**What is needed:** Copy the listing below with "single pin" swapped for "single point" everywhere it occurs, and change nothing else. Omit the pictures from your copy.
- - -
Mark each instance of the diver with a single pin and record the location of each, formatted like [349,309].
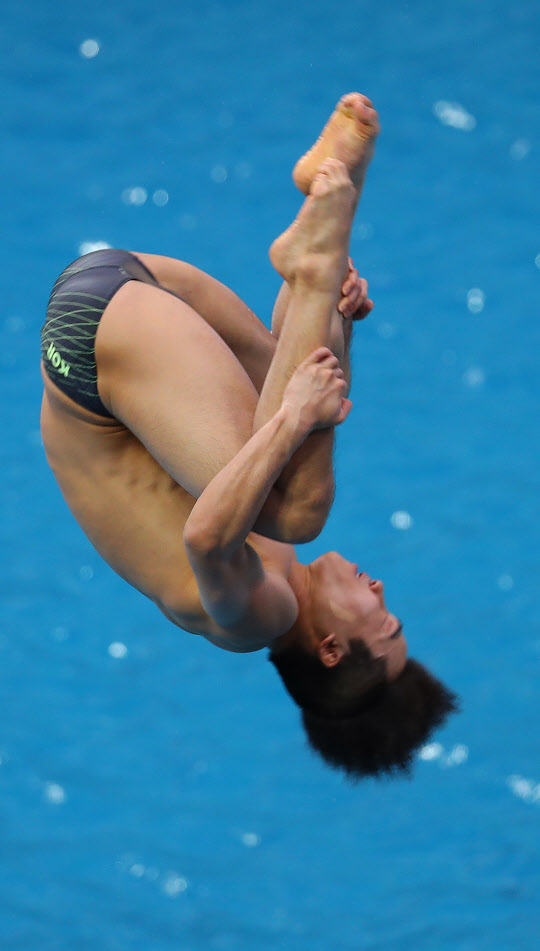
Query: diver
[195,448]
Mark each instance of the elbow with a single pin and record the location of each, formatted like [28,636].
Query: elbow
[305,521]
[199,541]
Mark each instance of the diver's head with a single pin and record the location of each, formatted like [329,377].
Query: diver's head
[366,708]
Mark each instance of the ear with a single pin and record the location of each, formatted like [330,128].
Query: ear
[330,651]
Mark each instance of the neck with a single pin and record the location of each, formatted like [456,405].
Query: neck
[302,632]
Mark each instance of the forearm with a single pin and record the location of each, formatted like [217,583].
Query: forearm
[229,507]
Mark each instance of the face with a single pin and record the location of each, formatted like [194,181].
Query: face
[349,605]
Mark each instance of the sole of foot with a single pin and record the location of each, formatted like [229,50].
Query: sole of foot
[349,135]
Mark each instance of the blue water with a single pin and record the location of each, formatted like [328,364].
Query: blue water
[156,793]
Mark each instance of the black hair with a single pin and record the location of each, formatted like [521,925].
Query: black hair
[355,718]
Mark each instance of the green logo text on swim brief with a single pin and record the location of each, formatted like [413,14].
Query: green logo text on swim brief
[57,361]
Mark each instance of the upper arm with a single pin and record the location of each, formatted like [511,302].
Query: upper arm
[249,604]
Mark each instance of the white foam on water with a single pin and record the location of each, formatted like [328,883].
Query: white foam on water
[160,197]
[474,377]
[174,884]
[135,195]
[85,247]
[219,174]
[401,520]
[476,300]
[117,650]
[454,114]
[250,839]
[89,49]
[526,789]
[54,793]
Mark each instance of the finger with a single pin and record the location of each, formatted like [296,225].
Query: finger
[346,407]
[318,355]
[364,310]
[351,281]
[330,361]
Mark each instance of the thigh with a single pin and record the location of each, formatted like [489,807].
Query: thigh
[174,383]
[243,332]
- - -
**Answer:**
Mark each instance of the diver with a single point and record the location of each, formatted like [349,309].
Query: diver
[195,448]
Mark each instance of the elbow with a single point and record the location of each, formatted like [28,636].
Query: elbow
[305,521]
[199,541]
Mark each instance of the diver's head with a single point and record the location of each, formatted like [329,377].
Query: diver's head
[366,708]
Mark each instance of the ear with a single point and record the location of each, formatted like [330,128].
Query: ear
[330,651]
Mark each instance of the neck with a single point and record the location of each, formatted like [456,405].
Query: neck
[302,632]
Mark each instance of the forearm with a single point and record the location of each, formatted like [217,583].
Query: forearm
[229,507]
Mark each instance of the face with a single point and record the location of each, formatted like [194,181].
Query: face
[349,605]
Mark each instance of the sole of foot with a single point and record the location of each, formatted like [229,50].
Query: sole of foot
[349,135]
Mark each instance of the blue water with a single point and record the location of each, formatted like [328,364].
Query: blue water
[156,793]
Mark each instance of the black hair with a single point and record the location of each, formatted like [521,925].
Query: black hair
[355,718]
Mark each instance of the green logo text on swim brief with a single point and record the location of each, formatted like [413,14].
Query: green logo text on swim brief
[57,361]
Mark each instance of the upper arm with a single point and record the location of each, formatted like [511,302].
Query: upper arm
[249,604]
Mark each instance of the white foam on water with a single point and record the location of each, formatted like [328,883].
Query: white foam on water
[160,197]
[474,377]
[174,884]
[135,195]
[85,247]
[219,174]
[401,520]
[476,300]
[117,650]
[454,114]
[250,839]
[89,49]
[526,789]
[54,793]
Mark each instance of the finger with a single point and record the location of each, formatted like [296,225].
Query: finger
[346,407]
[318,355]
[364,310]
[351,281]
[330,361]
Mark each instance of the thigh with a single point and record the location of each, formatted like [489,807].
Query: thigh
[174,383]
[243,332]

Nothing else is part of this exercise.